* Dataset items *
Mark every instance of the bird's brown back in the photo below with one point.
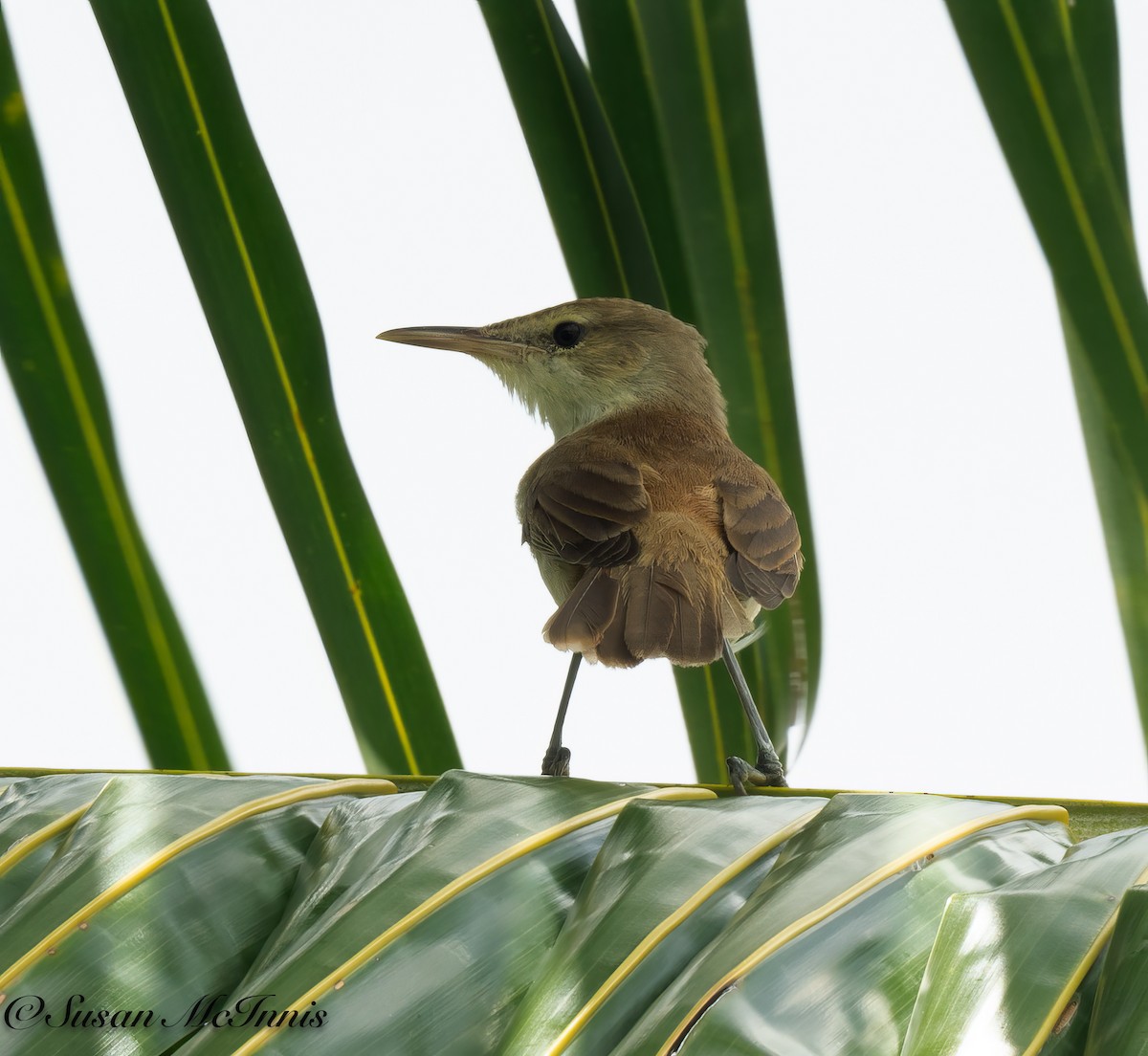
(658, 537)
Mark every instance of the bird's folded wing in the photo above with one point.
(766, 548)
(585, 512)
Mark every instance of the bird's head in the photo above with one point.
(579, 362)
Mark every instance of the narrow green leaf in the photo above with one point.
(429, 929)
(1007, 962)
(855, 844)
(848, 987)
(667, 879)
(57, 384)
(1119, 1017)
(586, 188)
(35, 818)
(251, 280)
(165, 892)
(1049, 74)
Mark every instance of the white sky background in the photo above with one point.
(971, 635)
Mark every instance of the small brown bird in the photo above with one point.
(654, 533)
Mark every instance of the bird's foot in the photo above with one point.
(556, 762)
(767, 773)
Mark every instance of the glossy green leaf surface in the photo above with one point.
(55, 374)
(164, 892)
(673, 86)
(648, 905)
(856, 843)
(35, 818)
(1049, 74)
(445, 910)
(488, 915)
(1007, 962)
(1119, 1019)
(251, 280)
(586, 188)
(849, 990)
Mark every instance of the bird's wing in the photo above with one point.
(764, 561)
(584, 512)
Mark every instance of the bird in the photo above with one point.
(653, 532)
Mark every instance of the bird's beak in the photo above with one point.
(458, 339)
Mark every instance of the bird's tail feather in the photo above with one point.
(625, 615)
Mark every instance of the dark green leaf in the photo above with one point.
(1049, 74)
(251, 280)
(57, 384)
(165, 891)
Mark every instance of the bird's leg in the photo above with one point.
(767, 769)
(557, 760)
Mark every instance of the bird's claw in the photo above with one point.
(767, 773)
(556, 762)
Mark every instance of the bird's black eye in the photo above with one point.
(568, 334)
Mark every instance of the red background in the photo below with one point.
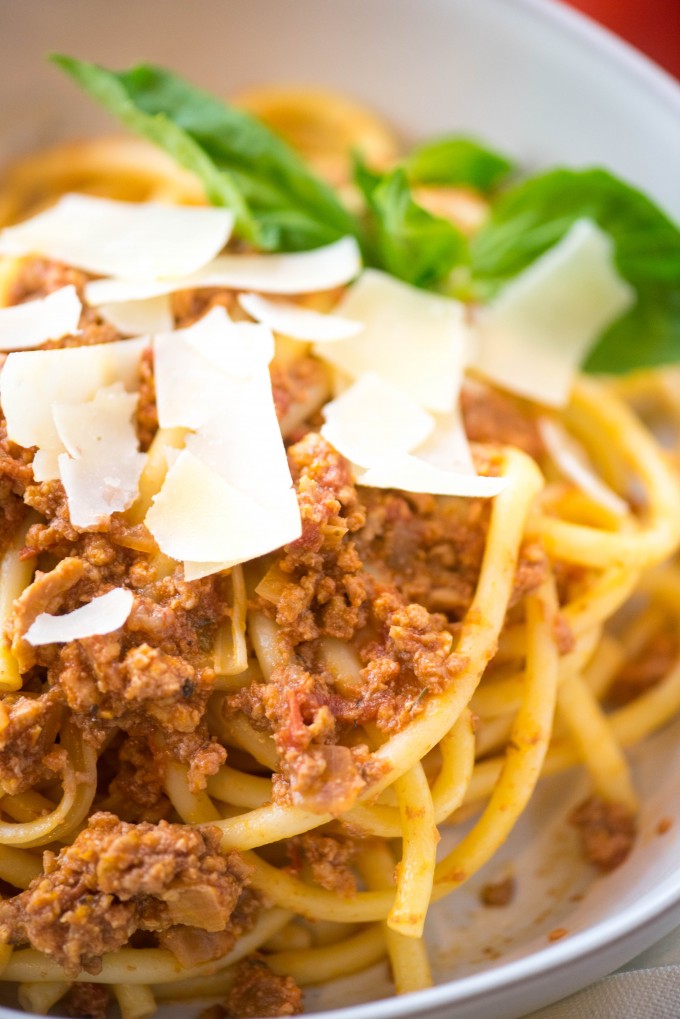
(650, 25)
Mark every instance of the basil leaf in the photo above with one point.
(403, 237)
(535, 215)
(277, 202)
(459, 162)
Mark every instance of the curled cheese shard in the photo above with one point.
(136, 240)
(101, 615)
(300, 272)
(199, 517)
(102, 466)
(300, 323)
(373, 421)
(33, 380)
(539, 328)
(410, 474)
(201, 369)
(573, 463)
(448, 446)
(137, 318)
(28, 325)
(415, 340)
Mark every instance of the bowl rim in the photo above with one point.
(659, 909)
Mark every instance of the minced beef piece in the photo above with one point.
(116, 878)
(190, 306)
(38, 277)
(88, 1000)
(328, 857)
(326, 591)
(260, 994)
(29, 726)
(608, 832)
(147, 411)
(493, 417)
(647, 668)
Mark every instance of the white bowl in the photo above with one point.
(547, 87)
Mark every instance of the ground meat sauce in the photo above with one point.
(259, 994)
(389, 575)
(117, 878)
(607, 829)
(647, 668)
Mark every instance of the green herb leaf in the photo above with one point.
(277, 202)
(403, 237)
(459, 162)
(535, 215)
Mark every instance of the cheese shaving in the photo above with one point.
(414, 475)
(299, 323)
(300, 272)
(539, 328)
(448, 446)
(33, 380)
(201, 518)
(372, 421)
(201, 369)
(137, 318)
(101, 615)
(136, 240)
(415, 340)
(101, 469)
(573, 463)
(29, 325)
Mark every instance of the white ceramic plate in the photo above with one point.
(547, 87)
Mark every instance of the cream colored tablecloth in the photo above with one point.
(648, 987)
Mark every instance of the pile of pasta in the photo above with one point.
(521, 702)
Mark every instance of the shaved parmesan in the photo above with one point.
(415, 340)
(414, 475)
(33, 380)
(135, 318)
(539, 328)
(201, 518)
(448, 445)
(197, 571)
(101, 615)
(573, 463)
(372, 421)
(137, 240)
(101, 470)
(300, 323)
(201, 369)
(238, 347)
(28, 325)
(242, 441)
(301, 272)
(46, 465)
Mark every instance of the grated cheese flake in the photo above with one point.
(199, 517)
(132, 239)
(299, 323)
(299, 272)
(28, 325)
(33, 380)
(101, 468)
(414, 475)
(101, 615)
(415, 340)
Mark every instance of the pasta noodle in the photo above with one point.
(352, 740)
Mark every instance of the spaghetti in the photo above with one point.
(398, 666)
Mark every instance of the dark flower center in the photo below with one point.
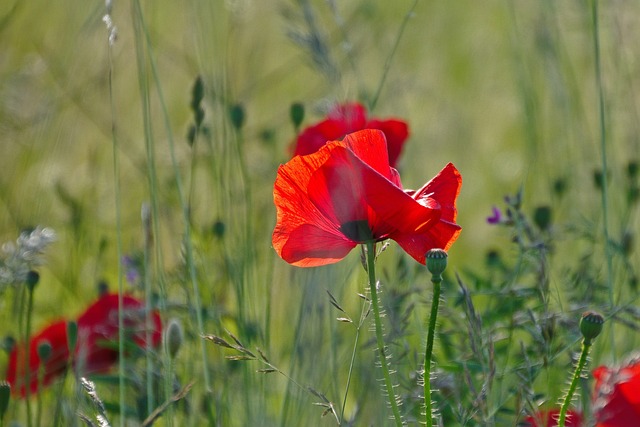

* Exercise objective *
Please pick out each line in the items above that contains the word "brown" and copy those lines.

* Output of the task *
Mark every instance of the bird's brown back in the photo below with one point.
Mark every instance of the small brown bird in the photo above with one point.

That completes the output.